**Region annotation entries**.
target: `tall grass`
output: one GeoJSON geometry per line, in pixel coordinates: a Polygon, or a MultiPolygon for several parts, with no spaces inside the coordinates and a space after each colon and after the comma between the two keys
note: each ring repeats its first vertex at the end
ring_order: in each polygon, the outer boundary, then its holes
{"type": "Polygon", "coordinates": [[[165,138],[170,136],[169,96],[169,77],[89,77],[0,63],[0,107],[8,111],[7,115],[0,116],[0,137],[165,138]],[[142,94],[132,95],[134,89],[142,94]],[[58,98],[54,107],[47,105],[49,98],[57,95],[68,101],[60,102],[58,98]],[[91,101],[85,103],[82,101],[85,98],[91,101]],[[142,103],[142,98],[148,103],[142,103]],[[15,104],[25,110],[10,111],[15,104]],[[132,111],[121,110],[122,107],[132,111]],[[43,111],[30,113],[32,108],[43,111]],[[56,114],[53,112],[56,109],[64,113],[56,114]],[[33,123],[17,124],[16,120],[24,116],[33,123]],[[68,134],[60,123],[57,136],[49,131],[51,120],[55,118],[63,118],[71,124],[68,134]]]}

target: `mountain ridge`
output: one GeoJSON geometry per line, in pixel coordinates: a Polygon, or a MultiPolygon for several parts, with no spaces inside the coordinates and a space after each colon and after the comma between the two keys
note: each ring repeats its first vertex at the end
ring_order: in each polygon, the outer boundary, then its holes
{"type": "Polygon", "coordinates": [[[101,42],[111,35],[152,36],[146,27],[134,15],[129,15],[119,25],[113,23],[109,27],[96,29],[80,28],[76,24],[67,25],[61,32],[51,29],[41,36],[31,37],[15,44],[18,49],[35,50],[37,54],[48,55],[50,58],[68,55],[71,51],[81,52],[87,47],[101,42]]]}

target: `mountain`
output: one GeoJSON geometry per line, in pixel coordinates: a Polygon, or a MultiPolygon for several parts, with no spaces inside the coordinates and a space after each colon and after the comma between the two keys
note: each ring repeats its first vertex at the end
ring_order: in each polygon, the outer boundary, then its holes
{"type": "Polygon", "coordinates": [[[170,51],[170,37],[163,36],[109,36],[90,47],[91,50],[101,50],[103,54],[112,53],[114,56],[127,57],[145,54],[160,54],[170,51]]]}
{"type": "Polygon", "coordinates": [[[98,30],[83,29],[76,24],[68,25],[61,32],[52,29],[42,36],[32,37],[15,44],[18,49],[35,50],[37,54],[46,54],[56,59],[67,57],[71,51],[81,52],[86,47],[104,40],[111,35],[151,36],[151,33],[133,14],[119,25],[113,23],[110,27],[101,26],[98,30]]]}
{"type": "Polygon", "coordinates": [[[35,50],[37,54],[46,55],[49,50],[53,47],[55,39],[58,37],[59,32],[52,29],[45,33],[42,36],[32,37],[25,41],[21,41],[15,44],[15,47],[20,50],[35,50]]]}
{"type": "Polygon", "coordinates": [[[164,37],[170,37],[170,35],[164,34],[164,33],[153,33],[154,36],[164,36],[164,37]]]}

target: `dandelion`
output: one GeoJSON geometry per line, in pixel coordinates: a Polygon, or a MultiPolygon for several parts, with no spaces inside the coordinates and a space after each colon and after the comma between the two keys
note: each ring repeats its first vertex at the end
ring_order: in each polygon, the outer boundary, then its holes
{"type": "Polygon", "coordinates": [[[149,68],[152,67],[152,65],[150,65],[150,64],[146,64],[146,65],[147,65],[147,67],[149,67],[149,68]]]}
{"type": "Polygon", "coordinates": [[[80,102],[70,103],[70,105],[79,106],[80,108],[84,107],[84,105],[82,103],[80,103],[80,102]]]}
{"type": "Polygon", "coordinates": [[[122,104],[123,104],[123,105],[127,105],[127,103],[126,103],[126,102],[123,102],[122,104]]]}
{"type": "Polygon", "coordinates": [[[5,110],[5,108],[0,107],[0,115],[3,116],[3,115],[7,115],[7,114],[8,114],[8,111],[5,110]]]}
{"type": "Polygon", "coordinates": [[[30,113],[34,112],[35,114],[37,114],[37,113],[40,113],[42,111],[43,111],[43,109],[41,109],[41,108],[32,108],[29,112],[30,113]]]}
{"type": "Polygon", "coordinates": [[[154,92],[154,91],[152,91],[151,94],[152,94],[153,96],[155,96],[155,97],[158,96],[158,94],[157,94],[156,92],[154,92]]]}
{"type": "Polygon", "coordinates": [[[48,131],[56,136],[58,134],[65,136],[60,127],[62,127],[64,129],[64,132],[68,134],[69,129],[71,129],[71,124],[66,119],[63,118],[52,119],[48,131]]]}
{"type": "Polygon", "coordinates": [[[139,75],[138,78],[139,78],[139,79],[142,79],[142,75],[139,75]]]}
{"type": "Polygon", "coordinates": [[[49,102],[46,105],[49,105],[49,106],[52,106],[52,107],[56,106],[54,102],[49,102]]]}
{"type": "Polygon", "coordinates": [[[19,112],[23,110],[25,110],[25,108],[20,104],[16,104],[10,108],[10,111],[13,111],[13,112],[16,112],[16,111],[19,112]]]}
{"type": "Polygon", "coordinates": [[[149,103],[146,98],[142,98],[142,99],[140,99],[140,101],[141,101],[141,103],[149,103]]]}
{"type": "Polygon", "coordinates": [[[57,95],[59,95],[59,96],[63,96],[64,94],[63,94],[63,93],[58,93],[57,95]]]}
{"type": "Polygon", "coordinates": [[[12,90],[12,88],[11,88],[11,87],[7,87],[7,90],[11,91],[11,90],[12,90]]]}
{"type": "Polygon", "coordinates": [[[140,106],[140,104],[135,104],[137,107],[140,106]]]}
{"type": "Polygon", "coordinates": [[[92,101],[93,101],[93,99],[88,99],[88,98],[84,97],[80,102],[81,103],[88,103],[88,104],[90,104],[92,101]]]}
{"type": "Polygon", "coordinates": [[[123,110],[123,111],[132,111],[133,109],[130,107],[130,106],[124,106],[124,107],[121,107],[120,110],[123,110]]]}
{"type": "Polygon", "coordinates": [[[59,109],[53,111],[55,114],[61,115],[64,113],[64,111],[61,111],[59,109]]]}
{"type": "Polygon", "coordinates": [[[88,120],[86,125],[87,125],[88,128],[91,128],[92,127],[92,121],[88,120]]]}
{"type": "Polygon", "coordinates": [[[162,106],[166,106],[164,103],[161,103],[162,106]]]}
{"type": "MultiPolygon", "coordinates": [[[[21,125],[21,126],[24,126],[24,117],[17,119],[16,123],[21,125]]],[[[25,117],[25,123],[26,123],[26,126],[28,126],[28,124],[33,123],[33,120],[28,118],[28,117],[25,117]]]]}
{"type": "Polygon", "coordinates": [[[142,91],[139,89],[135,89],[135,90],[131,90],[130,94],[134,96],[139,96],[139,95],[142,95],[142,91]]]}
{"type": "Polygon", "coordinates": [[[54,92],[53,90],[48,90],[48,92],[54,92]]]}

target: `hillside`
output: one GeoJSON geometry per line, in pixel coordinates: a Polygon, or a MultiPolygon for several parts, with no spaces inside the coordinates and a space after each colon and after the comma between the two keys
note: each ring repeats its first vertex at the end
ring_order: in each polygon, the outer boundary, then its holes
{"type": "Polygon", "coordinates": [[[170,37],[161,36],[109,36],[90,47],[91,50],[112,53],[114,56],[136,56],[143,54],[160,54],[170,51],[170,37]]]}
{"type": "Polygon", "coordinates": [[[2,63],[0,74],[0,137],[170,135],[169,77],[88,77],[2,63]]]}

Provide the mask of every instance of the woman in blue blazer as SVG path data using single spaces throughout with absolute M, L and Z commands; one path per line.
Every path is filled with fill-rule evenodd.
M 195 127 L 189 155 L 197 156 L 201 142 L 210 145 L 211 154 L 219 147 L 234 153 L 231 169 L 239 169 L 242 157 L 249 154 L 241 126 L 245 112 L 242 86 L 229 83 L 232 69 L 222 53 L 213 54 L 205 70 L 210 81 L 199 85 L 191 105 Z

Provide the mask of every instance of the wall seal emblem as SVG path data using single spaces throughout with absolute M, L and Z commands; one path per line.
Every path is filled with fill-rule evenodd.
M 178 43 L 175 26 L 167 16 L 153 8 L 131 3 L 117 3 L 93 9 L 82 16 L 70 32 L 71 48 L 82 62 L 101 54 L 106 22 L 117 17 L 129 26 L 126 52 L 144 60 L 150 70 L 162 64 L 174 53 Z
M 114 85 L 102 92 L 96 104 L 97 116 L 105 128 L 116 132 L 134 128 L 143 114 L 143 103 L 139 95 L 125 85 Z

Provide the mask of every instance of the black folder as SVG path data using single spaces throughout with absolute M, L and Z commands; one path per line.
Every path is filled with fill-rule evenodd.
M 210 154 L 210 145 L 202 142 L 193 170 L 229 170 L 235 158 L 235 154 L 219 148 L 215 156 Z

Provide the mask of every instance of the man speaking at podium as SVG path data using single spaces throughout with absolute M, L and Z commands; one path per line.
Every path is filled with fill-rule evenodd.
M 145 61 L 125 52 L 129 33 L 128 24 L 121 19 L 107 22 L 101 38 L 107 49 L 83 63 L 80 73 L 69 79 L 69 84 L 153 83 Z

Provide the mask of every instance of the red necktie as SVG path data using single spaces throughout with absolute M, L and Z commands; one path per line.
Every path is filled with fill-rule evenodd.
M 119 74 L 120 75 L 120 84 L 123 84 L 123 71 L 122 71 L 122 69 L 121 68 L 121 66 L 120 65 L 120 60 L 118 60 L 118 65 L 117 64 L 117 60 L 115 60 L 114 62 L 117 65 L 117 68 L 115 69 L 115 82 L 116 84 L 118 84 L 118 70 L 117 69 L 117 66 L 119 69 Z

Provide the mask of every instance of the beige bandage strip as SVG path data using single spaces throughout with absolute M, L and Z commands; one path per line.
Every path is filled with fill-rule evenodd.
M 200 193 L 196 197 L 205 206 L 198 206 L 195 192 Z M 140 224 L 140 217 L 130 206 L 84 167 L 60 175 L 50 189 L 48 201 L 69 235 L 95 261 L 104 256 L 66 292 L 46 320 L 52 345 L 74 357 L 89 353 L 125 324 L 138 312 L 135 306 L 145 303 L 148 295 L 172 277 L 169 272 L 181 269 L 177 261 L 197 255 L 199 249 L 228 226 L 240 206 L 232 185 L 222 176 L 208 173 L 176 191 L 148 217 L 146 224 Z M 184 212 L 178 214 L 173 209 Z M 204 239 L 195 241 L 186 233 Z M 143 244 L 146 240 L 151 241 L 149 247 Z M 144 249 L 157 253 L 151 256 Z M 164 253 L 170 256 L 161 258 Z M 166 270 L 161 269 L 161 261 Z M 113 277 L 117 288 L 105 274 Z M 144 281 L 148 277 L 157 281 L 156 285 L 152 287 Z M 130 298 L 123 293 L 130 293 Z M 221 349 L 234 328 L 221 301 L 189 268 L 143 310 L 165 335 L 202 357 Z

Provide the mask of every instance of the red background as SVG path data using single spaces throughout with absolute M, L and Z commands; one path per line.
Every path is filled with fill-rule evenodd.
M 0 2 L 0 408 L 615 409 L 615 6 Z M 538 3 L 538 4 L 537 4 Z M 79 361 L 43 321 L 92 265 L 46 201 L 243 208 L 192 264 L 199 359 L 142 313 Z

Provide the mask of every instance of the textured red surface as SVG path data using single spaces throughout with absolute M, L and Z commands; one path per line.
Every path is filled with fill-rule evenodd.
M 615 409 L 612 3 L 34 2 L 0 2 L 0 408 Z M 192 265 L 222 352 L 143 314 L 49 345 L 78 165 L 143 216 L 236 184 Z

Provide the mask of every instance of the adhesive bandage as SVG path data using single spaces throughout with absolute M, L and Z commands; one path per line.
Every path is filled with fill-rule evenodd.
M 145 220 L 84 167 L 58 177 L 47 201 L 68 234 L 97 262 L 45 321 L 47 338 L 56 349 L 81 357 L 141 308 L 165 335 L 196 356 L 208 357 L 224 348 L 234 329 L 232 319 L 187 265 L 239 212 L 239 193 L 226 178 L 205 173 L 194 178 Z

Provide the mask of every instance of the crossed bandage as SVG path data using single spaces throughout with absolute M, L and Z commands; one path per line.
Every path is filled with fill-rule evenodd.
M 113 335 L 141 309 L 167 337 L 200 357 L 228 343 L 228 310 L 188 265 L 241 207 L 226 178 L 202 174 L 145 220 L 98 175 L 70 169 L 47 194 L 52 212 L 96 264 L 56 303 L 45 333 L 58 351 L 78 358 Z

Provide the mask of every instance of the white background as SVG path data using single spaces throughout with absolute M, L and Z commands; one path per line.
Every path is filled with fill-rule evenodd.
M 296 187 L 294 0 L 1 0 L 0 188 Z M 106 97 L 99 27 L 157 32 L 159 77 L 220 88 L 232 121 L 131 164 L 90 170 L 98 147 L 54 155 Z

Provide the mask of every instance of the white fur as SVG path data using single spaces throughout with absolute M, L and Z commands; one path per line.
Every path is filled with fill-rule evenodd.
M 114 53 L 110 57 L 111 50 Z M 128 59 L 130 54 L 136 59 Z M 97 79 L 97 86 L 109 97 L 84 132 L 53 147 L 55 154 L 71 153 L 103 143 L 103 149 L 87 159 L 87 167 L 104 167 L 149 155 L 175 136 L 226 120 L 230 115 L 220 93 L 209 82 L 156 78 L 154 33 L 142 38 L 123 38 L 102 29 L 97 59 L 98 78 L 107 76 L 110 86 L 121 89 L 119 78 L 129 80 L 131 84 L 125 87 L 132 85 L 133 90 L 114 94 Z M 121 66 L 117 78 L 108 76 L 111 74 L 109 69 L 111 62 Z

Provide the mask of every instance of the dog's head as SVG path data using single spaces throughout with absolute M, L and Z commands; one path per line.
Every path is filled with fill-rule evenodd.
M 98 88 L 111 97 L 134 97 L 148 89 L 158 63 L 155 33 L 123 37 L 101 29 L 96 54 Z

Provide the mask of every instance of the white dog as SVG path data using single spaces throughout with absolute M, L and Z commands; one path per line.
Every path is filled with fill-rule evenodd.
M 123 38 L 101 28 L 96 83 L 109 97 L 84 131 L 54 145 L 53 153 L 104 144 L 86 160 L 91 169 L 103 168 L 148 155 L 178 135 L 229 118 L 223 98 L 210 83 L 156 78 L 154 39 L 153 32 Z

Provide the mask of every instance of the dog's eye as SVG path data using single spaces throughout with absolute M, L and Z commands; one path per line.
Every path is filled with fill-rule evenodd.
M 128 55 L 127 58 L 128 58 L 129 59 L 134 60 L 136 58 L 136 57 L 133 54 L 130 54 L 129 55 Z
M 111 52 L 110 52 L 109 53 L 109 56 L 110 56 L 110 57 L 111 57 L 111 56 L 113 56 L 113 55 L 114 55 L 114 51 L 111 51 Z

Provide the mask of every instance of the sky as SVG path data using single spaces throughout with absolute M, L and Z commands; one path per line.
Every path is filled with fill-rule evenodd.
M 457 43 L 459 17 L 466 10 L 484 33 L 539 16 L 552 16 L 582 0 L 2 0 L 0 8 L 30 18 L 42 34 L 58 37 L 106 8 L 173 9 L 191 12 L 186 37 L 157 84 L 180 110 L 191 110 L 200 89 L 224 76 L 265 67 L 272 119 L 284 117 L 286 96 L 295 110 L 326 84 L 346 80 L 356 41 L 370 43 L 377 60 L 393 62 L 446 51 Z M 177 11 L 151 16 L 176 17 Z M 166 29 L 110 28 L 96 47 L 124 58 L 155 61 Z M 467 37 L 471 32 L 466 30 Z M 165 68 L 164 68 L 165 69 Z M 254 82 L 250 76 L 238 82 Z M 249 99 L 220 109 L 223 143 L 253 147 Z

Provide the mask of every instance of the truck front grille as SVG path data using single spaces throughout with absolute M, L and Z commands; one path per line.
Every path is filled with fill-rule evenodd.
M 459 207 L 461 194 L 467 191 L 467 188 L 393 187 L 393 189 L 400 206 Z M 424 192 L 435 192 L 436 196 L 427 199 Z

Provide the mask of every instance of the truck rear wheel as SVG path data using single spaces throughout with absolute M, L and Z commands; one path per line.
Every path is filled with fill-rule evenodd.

**What the exercise asks**.
Can you extract, verbatim, the part of the items that opens with the line containing "Provide the mask of every instance of the textured" and closes with the line containing "M 296 187 L", both of those lines included?

**Response**.
Provide the mask of every instance of the textured red surface as SVG path data using single spaces throughout with absolute M, L and Z commands; one path per line.
Every path is filled with fill-rule evenodd.
M 615 409 L 612 3 L 34 2 L 0 2 L 0 408 Z M 192 265 L 222 352 L 143 314 L 49 345 L 78 165 L 143 216 L 236 184 Z

Provide the mask of every instance of the adhesive bandage as SVG path data using single spaces throughout with absolute M, L and Z commands; one path per line.
Every path is filled with fill-rule evenodd.
M 145 220 L 84 167 L 58 177 L 47 201 L 68 234 L 97 262 L 45 321 L 47 338 L 56 349 L 81 357 L 141 308 L 165 335 L 196 356 L 208 357 L 224 348 L 234 329 L 232 319 L 187 265 L 239 212 L 239 193 L 226 178 L 205 173 L 194 178 Z

Provide the mask of every instance of the crossed bandage as SVG path data using single spaces throughout with absolute M, L and Z commands; one path per line.
Every path is filled with fill-rule evenodd.
M 113 335 L 141 309 L 167 337 L 200 357 L 228 343 L 228 310 L 188 265 L 241 207 L 226 178 L 202 174 L 145 220 L 98 175 L 70 169 L 47 194 L 52 212 L 96 264 L 56 303 L 45 333 L 58 351 L 78 358 Z

Provide the mask of every instance of the white background as SVG path data using single spaces throughout with absolute M, L and Z commands; one path per line.
Every path is filled with fill-rule evenodd.
M 296 187 L 294 0 L 1 0 L 0 188 Z M 106 97 L 99 27 L 157 32 L 159 77 L 220 88 L 232 121 L 131 164 L 90 170 L 98 147 L 54 155 Z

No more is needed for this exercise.